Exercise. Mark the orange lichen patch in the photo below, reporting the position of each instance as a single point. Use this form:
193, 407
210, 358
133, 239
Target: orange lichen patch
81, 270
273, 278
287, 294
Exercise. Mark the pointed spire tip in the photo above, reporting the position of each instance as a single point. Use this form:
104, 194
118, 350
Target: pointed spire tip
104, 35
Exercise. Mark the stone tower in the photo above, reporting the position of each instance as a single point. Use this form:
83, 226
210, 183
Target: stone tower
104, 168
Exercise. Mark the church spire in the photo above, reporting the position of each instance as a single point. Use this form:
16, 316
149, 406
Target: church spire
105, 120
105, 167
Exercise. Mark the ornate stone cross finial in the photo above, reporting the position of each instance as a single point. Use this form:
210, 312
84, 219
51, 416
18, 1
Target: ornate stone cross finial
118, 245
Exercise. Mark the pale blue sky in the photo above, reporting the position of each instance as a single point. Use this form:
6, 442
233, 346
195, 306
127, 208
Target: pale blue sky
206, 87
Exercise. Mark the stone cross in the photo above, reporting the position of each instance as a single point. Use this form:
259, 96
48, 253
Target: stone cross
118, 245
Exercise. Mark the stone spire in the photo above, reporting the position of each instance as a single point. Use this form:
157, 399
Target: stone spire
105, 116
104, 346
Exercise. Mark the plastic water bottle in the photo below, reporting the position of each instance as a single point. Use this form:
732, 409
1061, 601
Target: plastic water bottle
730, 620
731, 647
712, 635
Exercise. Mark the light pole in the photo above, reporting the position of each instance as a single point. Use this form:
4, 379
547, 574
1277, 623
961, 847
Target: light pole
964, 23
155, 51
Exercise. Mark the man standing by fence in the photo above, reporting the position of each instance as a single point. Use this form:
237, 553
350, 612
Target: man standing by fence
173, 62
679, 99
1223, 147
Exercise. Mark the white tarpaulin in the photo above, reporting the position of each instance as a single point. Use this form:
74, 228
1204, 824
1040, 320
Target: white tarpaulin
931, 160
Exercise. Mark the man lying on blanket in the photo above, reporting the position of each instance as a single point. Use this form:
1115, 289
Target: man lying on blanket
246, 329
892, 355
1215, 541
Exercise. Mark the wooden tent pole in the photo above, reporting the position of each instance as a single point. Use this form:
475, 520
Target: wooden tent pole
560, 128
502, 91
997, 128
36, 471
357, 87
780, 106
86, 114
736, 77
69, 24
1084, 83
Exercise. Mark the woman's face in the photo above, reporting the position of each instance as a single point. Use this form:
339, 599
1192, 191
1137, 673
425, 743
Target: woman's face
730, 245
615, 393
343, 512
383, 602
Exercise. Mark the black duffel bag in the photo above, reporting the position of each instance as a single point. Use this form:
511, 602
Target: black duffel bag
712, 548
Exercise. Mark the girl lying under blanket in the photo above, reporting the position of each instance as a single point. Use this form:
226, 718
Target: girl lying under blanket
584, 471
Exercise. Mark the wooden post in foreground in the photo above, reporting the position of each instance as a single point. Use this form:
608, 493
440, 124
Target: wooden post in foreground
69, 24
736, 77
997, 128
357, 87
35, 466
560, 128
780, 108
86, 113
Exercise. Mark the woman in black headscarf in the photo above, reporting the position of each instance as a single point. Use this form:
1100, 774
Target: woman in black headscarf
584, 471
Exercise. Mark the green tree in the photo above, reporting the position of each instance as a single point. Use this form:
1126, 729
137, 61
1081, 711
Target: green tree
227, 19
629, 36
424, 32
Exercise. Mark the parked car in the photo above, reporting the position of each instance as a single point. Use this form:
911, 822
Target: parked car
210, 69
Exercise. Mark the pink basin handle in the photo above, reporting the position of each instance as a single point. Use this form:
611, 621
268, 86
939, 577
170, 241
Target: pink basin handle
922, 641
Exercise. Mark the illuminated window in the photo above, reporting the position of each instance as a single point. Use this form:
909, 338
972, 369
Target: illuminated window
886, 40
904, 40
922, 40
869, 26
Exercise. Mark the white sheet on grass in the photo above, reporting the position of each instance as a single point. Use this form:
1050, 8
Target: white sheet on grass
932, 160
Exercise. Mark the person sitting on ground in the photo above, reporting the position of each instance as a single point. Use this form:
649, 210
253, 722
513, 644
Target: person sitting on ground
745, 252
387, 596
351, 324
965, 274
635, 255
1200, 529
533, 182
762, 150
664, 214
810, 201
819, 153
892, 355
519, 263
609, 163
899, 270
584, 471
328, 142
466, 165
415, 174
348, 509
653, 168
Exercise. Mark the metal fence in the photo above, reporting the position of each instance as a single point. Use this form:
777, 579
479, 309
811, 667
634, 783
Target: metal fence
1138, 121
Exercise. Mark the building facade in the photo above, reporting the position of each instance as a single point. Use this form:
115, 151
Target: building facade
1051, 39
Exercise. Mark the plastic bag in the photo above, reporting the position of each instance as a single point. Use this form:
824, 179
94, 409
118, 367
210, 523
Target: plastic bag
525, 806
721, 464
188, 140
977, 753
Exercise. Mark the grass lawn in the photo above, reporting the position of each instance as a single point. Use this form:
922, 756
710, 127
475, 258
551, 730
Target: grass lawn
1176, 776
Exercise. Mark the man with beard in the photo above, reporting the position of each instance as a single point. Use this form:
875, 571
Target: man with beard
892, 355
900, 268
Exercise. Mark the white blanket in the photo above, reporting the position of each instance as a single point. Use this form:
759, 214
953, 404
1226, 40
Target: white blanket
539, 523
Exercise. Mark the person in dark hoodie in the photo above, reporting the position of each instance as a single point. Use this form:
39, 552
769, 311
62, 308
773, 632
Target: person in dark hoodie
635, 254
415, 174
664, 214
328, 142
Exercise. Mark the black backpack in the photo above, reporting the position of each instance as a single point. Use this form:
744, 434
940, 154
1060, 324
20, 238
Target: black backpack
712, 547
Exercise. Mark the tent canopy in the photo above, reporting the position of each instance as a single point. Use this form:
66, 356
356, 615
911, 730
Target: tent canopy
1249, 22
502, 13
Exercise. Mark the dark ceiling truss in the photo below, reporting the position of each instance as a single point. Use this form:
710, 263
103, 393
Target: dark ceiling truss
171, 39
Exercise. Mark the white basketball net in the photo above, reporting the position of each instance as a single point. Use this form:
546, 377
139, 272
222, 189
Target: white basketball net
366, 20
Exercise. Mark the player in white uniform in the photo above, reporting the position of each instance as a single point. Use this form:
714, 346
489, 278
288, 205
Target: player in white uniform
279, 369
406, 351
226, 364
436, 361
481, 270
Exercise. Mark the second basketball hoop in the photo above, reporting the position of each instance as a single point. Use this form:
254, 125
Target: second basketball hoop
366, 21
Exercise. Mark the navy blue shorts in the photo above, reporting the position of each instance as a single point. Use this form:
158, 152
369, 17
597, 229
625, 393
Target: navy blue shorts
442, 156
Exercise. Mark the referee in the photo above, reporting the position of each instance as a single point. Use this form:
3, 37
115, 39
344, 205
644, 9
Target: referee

——————————

> [Assignment]
Give back the whole of the data above, exactly as written.

> [Task result]
Exercise. Mark the orange lichen patch in the photo below, reporting the position of each instance as a single point. Use this form:
193, 407
210, 358
133, 239
Target: orange lichen patch
81, 270
273, 278
287, 294
Exercise. Mark the pointed spire tip in the photo above, reporting the position of each instance as a single point. Use this form:
104, 194
118, 350
Target: pointed spire tip
104, 35
Exercise. Mark the stone tower in the photo above, reporting the position of each instance as a single point. Use this form:
83, 226
210, 183
Target: stone tower
104, 168
Exercise. Mark the church spire in the photo above, reporting the position of each instance as a single point. Use this form:
16, 316
149, 406
Target: church spire
105, 120
105, 167
Exercise. Mark the ornate stone cross finial in the photo above, reporting the position of each instance as a single point. Use this form:
210, 312
84, 219
51, 416
18, 1
Target: ornate stone cross finial
118, 245
Exercise. Mark the pale blue sky in the photo above, reporting the position of each instance as a single point. Use this form:
6, 442
233, 346
195, 306
127, 208
Target: pale blue sky
206, 87
Exercise. Mark the stone cross in the photo above, reporting the position of each instance as a single point. Use this form:
259, 96
48, 253
Target: stone cross
118, 245
Exercise. Mark the stone spire in the photo above, reporting the position of each instance as a single point. Use this form:
157, 399
Target: stone spire
105, 116
104, 346
Exercise. Mark the plastic water bottle in the photo below, reporting the position of each instance as a single point. Use this form:
732, 409
1061, 601
Target: plastic water bottle
730, 620
731, 647
712, 635
Exercise. Mark the light pole in the photo above, reporting the position of each instance as a single point. Use this form:
4, 379
547, 574
1277, 623
961, 847
Target: light pole
964, 23
155, 51
Exercise. Mark the man standing by fence in the photo above, reporting the position of each instance as a single point. Use this form:
237, 553
350, 612
Target: man standing by fence
173, 62
679, 99
1223, 147
Exercise. Mark the white tarpaulin in the photo above, reporting the position of each instance as a single point. Use this form:
74, 228
1204, 824
1040, 320
Target: white tarpaulin
931, 160
Exercise. Mark the man lying on blanket in the photo above, reporting the position of each instance as a single point. Use this form:
1115, 289
Target: man lying on blanket
246, 329
892, 355
1215, 541
Exercise. Mark the wooden tent pole in the photo above, reporting the position of each instance as a single point. Use this form:
475, 520
Target: wooden tent pole
560, 128
502, 91
997, 128
36, 471
357, 87
780, 106
86, 114
736, 77
69, 24
1084, 83
Exercise. Mark the woman's face in the photo above, reporting the position of each instance as a single point. Use this form:
339, 599
1192, 191
1137, 673
425, 743
Target: woman's face
730, 245
615, 393
343, 512
383, 602
Exercise. Mark the black duffel bag in the photo above, reporting the position of each instance as a single point. Use this form:
511, 602
Target: black duffel bag
712, 548
Exercise. Mark the girl lying under blanket in the photo above, reporting the position of each instance as a single point. Use this form:
226, 718
Target: girl lying under blanket
584, 471
Exercise. Mark the wooden post in foreground in the photo above, reporting the position of each instance as a single point. Use this form:
608, 493
440, 124
Target: wooden post in foreground
69, 24
736, 77
997, 128
357, 87
35, 466
560, 128
780, 108
86, 113
Exercise. Mark the woman in black headscarf in the photo above, reporting the position of each instance as a single point. Use this form:
1100, 774
Target: woman in black headscarf
584, 471
Exercise. Mark the green tree in the photo above, reporting the position of each instance as a single point. Use this form:
1126, 729
137, 61
1081, 711
Target: green tree
227, 19
629, 36
424, 32
Exercise. Mark the parked car in the photo above, reporting the position of each instance as a single point. Use this form:
911, 822
Target: parked car
210, 69
Exercise. Mark the pink basin handle in the photo above, reporting the position of each instance as a single point. Use this form:
611, 621
268, 86
939, 577
170, 241
Target: pink basin handle
922, 641
Exercise. Mark the illuminated window in the photo above, reporting the position of each instance as a single point. Use this form:
909, 338
972, 369
Target: illuminated window
886, 40
904, 40
922, 40
869, 26
Exercise. Mark the white sheet on grass in the photo above, reporting the position of each instance as a single point. Use this form:
1050, 8
Target: white sheet on grass
932, 160
Exercise. Mark the person sitting on ground in the photo above, reporting the position of each instance as a single point. Use this form:
649, 210
253, 722
513, 644
Target: person sitting on ground
745, 252
387, 596
351, 324
965, 274
635, 255
1200, 529
533, 182
762, 150
664, 214
810, 201
819, 153
892, 355
519, 263
609, 163
899, 270
584, 471
328, 142
466, 165
415, 174
348, 509
653, 168
Exercise. Mark the metal fence in the photo above, reporting the position of each instance as a single point. Use this form:
777, 579
479, 309
811, 667
634, 783
Target: metal fence
1138, 121
Exercise. Mark the building facade in the photo above, reporting the position of each instance as a single point. Use this form:
115, 151
Target: building facade
1051, 39
Exercise. Mark the plastic bag in the photo above, reporting the position of each instance as a single point. Use this form:
824, 179
94, 409
118, 367
210, 523
Target: plastic bag
525, 806
721, 464
188, 140
977, 753
Exercise. Mark the grass lawn in the photo above, reporting the position of each instance as a single point. Use this form:
922, 756
710, 127
475, 258
551, 730
Target: grass lawn
1176, 776
Exercise. Mark the man with beard in the photo above, reporting the position of each instance as a single point. Use this form:
875, 571
Target: man with beard
892, 355
900, 268
Exercise. Mark the white blanket in the photo above, reporting the position of each instance as a single point. Use this form:
759, 214
953, 404
1226, 40
Target: white blanket
539, 523
Exercise. Mark the person in dark hoodie in the photo above, reporting the position of each instance as a single point. Use this form:
39, 552
769, 311
62, 308
773, 632
Target: person in dark hoodie
635, 254
415, 174
664, 214
328, 142
Exercise. Mark the black backpack in the photo above, reporting the position of each instance as a single point. Use this form:
744, 434
940, 154
1060, 324
20, 238
Target: black backpack
712, 547
Exercise. Mark the tent canopy in the photo above, reporting the position of each instance as a single point. Use this form:
66, 356
356, 615
911, 730
Target: tent canopy
1249, 22
502, 13
Exercise. Mark the dark ceiling truss in the photo below, reporting the position of each instance as a single point. Use this form:
710, 263
103, 393
Target: dark ceiling truss
171, 39
Exercise. Mark the white basketball net in the photo above, reporting the position of each instance as a single point. Use this form:
546, 377
139, 272
222, 189
Target: white basketball net
366, 20
Exercise. Mark the player in white uniform in the photo above, reporting the position of each instance as a single point. Use this form:
714, 346
489, 278
288, 205
Target: player in white uniform
279, 369
406, 351
226, 364
436, 361
481, 270
Exercise. Mark the second basketball hoop in the photo above, reporting the position of each instance as a single point. Use this form:
254, 125
Target: second basketball hoop
366, 21
Exercise. Mark the navy blue shorts in the photo above, reporting the position of each instance as a single point. Use this form:
158, 152
369, 17
597, 229
625, 393
Target: navy blue shorts
442, 156
Exercise. Mark the referee in the photo above, reporting the position of each instance as a single point. Use this form:
3, 37
115, 39
344, 205
644, 9
Target: referee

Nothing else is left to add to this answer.